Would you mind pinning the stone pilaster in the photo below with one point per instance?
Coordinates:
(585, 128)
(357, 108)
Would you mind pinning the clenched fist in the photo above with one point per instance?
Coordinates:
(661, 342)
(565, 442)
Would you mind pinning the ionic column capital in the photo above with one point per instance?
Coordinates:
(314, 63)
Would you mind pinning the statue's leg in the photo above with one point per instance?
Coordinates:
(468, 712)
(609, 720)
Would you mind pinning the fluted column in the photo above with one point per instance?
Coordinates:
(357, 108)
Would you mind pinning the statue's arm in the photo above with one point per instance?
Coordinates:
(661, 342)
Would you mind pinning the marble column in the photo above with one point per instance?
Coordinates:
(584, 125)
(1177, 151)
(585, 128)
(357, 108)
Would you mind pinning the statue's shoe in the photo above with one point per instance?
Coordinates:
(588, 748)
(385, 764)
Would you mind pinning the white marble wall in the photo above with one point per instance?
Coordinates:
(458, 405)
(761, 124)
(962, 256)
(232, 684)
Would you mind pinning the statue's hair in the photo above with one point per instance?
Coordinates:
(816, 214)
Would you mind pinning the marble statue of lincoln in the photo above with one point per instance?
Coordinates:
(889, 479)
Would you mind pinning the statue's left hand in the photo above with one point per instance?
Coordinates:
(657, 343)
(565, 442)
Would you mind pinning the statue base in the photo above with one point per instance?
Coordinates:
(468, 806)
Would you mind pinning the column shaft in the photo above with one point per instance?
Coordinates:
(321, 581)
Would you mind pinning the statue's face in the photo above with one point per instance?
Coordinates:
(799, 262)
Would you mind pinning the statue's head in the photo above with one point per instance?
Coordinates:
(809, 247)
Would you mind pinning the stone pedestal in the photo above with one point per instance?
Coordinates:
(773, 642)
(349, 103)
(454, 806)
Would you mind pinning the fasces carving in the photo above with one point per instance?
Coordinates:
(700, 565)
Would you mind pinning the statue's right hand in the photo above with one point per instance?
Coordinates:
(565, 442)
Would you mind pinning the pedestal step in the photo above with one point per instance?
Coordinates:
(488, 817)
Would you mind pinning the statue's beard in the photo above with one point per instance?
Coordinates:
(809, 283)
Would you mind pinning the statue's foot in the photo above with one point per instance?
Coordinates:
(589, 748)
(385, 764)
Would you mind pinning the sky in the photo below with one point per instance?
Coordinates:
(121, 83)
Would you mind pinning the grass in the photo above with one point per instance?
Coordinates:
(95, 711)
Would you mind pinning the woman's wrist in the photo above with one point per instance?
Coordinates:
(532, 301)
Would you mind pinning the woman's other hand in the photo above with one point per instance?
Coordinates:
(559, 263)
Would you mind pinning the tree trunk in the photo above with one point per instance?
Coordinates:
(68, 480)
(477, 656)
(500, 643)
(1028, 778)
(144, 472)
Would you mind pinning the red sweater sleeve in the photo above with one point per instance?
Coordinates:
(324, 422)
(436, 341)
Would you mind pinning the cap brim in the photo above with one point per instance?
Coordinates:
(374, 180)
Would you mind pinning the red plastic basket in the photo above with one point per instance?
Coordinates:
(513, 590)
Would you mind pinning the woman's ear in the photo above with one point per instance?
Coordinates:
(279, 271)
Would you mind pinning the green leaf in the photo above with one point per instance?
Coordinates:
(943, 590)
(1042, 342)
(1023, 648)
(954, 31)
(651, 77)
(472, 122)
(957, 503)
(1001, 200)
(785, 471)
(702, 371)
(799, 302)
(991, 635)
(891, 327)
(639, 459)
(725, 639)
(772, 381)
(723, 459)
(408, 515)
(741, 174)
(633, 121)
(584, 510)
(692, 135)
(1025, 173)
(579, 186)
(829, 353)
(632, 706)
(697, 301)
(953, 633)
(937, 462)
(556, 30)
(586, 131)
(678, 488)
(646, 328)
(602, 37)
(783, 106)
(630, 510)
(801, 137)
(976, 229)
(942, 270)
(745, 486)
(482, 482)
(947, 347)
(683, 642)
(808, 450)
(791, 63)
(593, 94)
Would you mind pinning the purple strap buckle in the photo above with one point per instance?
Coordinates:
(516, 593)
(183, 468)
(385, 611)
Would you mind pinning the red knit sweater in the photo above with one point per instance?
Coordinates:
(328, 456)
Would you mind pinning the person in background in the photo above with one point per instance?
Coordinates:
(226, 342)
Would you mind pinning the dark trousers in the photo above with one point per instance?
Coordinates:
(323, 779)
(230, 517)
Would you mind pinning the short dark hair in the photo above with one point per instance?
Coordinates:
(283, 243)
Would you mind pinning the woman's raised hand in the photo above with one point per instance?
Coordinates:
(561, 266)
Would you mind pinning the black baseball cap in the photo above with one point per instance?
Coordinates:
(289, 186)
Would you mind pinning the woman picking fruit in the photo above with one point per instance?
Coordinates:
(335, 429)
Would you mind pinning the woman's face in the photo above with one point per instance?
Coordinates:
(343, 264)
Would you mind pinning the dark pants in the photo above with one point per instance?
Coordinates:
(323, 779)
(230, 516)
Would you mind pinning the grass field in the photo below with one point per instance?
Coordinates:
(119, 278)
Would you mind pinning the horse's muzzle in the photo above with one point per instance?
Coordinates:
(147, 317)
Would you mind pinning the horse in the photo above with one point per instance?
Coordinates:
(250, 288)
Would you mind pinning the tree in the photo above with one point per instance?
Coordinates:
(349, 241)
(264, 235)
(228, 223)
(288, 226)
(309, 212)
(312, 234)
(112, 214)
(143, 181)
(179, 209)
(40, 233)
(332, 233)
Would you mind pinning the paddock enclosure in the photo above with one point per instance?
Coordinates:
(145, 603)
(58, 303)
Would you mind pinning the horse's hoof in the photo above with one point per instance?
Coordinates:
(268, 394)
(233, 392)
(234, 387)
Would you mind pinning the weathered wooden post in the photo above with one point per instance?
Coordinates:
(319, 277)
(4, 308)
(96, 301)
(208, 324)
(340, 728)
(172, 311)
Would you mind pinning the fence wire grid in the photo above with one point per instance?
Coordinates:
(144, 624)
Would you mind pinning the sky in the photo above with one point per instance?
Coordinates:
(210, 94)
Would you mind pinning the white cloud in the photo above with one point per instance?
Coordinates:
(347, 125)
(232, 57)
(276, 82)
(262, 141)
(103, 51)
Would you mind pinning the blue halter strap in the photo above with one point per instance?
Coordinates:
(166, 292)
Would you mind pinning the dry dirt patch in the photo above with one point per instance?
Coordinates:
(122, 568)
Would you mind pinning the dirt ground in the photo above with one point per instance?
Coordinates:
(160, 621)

Brief:
Take the data above and return it exactly.

Complete response:
Would you mind pinning the stone pilaster in the photo below with one point per instance?
Coordinates:
(585, 128)
(357, 108)
Would you mind pinning the clenched fist in the photo above with one point per instance?
Coordinates:
(661, 342)
(565, 442)
Would you mind pinning the ionic column capital in the photo above with one point per instance?
Coordinates:
(314, 63)
Would you mind pinning the statue's leg in the photo above with one point per instance?
Coordinates:
(468, 712)
(609, 720)
Would you mind pinning the fluted column in the photo above with one point per instance?
Coordinates:
(357, 108)
Would you mind pinning the statue's arm in the photo above with one point per instance?
Coordinates:
(661, 342)
Would you mind pinning the marble column in the photo above with one point per instance?
Coordinates:
(584, 125)
(1177, 151)
(585, 128)
(357, 108)
Would you mind pinning the statue's shoe in the photo above with one point per instance?
Coordinates:
(588, 748)
(385, 764)
Would you mind pinning the white marble wall in the photo above with one point per instance?
Coordinates:
(458, 405)
(761, 124)
(962, 256)
(232, 684)
Would you mind pinning the statue's hair in the photo above with one point per instance?
Coordinates:
(816, 214)
Would you mind pinning the marble statue of lincoln in the photo above with one point per instance?
Coordinates:
(889, 479)
Would you mind pinning the statue's left hand in the photo above with one point per instance?
Coordinates:
(657, 343)
(565, 442)
Would you mind pinning the statue base in the photo above with one point per instance?
Coordinates:
(468, 806)
Would you mind pinning the column shaft in the photo above with one point per instance?
Coordinates:
(321, 581)
Would you mind pinning the statue's face in the photo above with one point per instance?
Coordinates:
(799, 262)
Would you mind pinning the statue's head in the photo above with one point per instance?
Coordinates:
(809, 247)
Would you mind pinning the stone pedestal in the photo above with one point per instance?
Coordinates:
(773, 642)
(349, 103)
(454, 806)
Would you mind pinning the fasces carving in the photo above with one point per instance?
Coordinates:
(700, 565)
Would you mind pinning the statue's right hand in the photo above with one point per instance?
Coordinates:
(565, 442)
Would you mind pinning the pedestal step in the photo above with one point per instance?
Coordinates:
(488, 817)
Would you mind pinning the statue's beard in the photo above with one point per instance?
Coordinates:
(809, 283)
Would you mind pinning the statue's foot in the photo above with one point per instance?
Coordinates:
(589, 748)
(385, 764)
Would you mind pinning the sky in the photo below with one point per instance?
Coordinates:
(121, 83)
Would you mind pinning the grass in the photo above with one point per instance?
Coordinates:
(95, 711)
Would you mind pinning the woman's wrist in the photo above with one point per instance?
Coordinates:
(532, 301)
Would you mind pinning the woman's other hand in the photo above with one point per instance?
Coordinates:
(559, 263)
Would you mind pinning the tree trunk in the photo above with one point per instance?
Coordinates:
(68, 480)
(477, 656)
(500, 643)
(1028, 778)
(144, 472)
Would you mind pinning the red sweater sleeve in the photo above with one point per instance?
Coordinates:
(324, 422)
(436, 341)
Would you mind pinning the cap brim in the photo above with one point per instance?
Coordinates:
(374, 180)
Would you mind pinning the red plastic basket in the photo above with one point per instance?
Coordinates:
(513, 590)
Would you mind pinning the woman's ear in the photo above with one point per instance?
Coordinates:
(279, 271)
Would you mind pinning the green leaf in the photo above with one point per instance?
Coordinates:
(943, 590)
(1042, 342)
(1023, 648)
(954, 31)
(651, 77)
(472, 122)
(957, 503)
(1001, 200)
(785, 471)
(702, 371)
(799, 302)
(991, 635)
(891, 327)
(639, 459)
(725, 639)
(772, 381)
(723, 459)
(408, 515)
(741, 174)
(633, 121)
(584, 510)
(692, 135)
(1025, 173)
(579, 186)
(829, 353)
(632, 706)
(697, 301)
(953, 633)
(937, 462)
(556, 30)
(586, 131)
(678, 488)
(646, 328)
(602, 37)
(783, 106)
(630, 510)
(801, 137)
(976, 229)
(942, 270)
(745, 486)
(482, 482)
(947, 347)
(683, 642)
(808, 450)
(791, 63)
(593, 94)
Would you mind pinning the purple strap buckle in the photo above with one point per instance?
Coordinates:
(516, 593)
(183, 468)
(385, 611)
Would you mind pinning the red knit sweater in the photo above with one point per instance?
Coordinates:
(328, 456)
Would you mind pinning the person in background in the photo above with one point per instance?
Coordinates:
(226, 342)
Would you mind pinning the dark trousers in the photo above with one point per instance?
Coordinates:
(323, 779)
(230, 517)
Would you mind pinning the short dark hair in the photo above with one point per instance?
Coordinates:
(283, 243)
Would you mind pinning the woman's raised hand in the photo above with one point per instance?
Coordinates:
(561, 266)
Would you mind pinning the black baseball cap in the photo above with one point per instance?
Coordinates:
(289, 186)
Would you mind pinning the woman picking fruit in the photo above with one point per instance?
Coordinates:
(335, 429)
Would you mind pinning the woman's face in the photo above with one point per instance?
Coordinates:
(343, 264)
Would you mind pinning the dark pants in the photo above with one point per instance?
Coordinates:
(323, 779)
(230, 516)
Would you mind pinning the grass field in the photo below with one point per instance?
Coordinates:
(119, 278)
Would you mind pinning the horse's muzzle in the photo above with one point per instance?
Coordinates:
(147, 317)
Would you mind pinning the horse in the photo above with one point per instance?
Coordinates:
(250, 288)
Would you mind pinning the tree in the photo above with one point per instance?
Coordinates:
(349, 241)
(264, 235)
(228, 223)
(288, 226)
(309, 212)
(312, 234)
(112, 214)
(143, 181)
(179, 209)
(40, 233)
(332, 233)
Would you mind pinning the paddock enclosure in the photo above with one point per instance?
Coordinates:
(145, 603)
(58, 303)
Would you mind pinning the horse's hoof in the photo above with one point per instance?
Coordinates:
(268, 394)
(233, 392)
(234, 387)
Would you mind pinning the weathered wooden post in the photo above with one point per instance?
Coordinates:
(319, 277)
(4, 308)
(96, 301)
(208, 324)
(340, 728)
(172, 311)
Would you mind pinning the fence wire grid in the photo above with one point per instance?
Coordinates:
(144, 624)
Would you mind pinning the sky in the photo above with one point per instance?
Coordinates:
(210, 94)
Would you mind pinning the white cloud in the photo above with one point per instance?
Coordinates:
(347, 125)
(232, 57)
(276, 82)
(262, 141)
(103, 51)
Would you mind pinning the blue halter strap in the photo above with one point per instance?
Coordinates:
(166, 292)
Would you mind pinning the dry dirt patch in the photo above with one point per instance?
Coordinates:
(122, 568)
Would you mind pinning the dirt ground in the photo above with one point per instance?
Coordinates:
(160, 621)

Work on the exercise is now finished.